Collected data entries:

....

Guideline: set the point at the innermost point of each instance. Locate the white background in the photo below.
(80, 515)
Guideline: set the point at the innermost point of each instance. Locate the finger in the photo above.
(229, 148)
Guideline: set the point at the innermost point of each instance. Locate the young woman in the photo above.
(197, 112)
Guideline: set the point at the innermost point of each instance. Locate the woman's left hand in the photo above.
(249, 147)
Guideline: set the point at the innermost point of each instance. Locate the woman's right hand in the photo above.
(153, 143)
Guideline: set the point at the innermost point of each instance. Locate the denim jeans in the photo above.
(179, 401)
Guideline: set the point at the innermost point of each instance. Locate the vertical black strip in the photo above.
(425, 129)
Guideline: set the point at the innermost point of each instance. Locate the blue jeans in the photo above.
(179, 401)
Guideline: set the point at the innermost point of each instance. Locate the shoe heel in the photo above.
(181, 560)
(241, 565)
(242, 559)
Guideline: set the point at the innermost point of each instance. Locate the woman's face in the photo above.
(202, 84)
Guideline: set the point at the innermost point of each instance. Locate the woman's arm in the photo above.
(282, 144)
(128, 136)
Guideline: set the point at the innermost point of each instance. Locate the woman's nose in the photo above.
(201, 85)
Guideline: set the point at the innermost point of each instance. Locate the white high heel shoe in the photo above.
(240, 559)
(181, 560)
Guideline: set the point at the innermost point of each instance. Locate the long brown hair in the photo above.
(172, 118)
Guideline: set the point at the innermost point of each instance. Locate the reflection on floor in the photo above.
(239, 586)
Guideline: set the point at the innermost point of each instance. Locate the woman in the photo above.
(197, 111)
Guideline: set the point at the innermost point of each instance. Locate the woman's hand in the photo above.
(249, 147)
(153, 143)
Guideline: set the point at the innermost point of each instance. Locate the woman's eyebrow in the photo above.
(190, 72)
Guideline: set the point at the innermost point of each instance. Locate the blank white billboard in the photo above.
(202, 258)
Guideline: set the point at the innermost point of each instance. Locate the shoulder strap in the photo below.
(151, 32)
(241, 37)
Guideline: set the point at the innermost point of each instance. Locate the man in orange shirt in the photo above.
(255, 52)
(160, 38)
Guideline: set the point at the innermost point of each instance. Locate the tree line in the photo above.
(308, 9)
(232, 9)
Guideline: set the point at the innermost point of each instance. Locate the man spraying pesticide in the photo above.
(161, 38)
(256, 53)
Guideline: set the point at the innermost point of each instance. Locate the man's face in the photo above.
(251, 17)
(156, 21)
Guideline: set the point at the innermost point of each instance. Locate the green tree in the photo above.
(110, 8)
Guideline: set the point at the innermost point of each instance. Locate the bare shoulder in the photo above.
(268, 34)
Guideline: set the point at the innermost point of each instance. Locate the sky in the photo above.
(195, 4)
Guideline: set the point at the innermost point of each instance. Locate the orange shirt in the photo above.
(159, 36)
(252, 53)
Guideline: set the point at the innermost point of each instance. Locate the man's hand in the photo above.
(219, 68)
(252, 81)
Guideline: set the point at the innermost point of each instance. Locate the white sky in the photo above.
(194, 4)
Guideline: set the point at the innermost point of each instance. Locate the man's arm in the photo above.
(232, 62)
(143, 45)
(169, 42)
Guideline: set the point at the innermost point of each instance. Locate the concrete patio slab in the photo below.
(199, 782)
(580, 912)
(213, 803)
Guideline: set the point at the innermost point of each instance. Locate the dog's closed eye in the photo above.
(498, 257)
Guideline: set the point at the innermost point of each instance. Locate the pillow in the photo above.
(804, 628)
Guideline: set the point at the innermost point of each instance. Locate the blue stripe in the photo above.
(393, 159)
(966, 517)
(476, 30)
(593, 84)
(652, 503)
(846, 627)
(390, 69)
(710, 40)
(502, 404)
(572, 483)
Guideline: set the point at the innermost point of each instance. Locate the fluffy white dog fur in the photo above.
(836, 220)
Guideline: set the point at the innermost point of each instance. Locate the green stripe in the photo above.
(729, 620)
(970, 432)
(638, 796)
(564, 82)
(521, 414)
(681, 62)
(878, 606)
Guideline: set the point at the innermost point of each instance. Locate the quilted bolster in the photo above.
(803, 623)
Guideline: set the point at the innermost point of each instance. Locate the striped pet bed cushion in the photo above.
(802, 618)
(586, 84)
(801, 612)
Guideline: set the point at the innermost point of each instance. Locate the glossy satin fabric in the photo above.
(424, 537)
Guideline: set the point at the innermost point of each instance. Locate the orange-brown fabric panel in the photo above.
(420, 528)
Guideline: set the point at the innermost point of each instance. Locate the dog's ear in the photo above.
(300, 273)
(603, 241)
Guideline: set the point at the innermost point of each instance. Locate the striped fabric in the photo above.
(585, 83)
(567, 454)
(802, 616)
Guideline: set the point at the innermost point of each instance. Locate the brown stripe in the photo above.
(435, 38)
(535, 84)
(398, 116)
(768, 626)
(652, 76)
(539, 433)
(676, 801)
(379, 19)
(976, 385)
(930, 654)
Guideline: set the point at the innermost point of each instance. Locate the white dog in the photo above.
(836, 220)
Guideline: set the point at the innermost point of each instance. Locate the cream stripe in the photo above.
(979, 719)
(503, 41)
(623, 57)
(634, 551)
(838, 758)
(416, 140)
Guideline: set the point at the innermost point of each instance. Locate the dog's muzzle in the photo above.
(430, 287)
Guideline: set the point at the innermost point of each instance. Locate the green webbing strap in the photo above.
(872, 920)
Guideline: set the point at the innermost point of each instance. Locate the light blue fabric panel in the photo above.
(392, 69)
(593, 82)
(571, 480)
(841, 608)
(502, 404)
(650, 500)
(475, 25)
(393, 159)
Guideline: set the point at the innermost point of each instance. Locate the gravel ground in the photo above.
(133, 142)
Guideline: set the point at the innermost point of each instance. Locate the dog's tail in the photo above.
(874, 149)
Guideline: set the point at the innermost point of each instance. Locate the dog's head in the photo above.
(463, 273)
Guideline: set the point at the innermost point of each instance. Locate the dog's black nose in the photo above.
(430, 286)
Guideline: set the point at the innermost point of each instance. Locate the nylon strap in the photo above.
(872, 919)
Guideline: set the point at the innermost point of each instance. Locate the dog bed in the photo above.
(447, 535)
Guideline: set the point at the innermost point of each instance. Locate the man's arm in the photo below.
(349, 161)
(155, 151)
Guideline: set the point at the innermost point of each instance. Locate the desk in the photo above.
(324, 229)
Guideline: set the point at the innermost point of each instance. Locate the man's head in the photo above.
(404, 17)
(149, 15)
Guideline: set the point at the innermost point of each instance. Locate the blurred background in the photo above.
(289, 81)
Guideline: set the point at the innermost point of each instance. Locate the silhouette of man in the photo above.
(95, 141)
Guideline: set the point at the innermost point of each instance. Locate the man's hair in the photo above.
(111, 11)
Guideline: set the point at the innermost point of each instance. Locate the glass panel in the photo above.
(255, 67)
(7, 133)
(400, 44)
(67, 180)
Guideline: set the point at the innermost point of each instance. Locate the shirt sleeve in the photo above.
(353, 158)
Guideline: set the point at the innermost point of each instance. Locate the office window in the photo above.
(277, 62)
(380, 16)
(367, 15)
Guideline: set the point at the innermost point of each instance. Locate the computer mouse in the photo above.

....

Request ▸ Write out the lines from the one containing "glass panel in the photo above." through the last line, word for word.

Reply ▸
Guideline: set the point at the innermost point of each instance. Locate the glass panel in the photo above.
(255, 67)
(7, 133)
(400, 44)
(67, 180)
Guideline: set the point at the innermost point of each instance. Locate the shirt sleeve in the photo above.
(353, 158)
Guideline: set the point at the innermost point of each instance. Locate the office window in the photo above.
(277, 62)
(380, 16)
(367, 15)
Guideline: set the point at the innermost point of each instance. Locate the computer mouse in the photo above.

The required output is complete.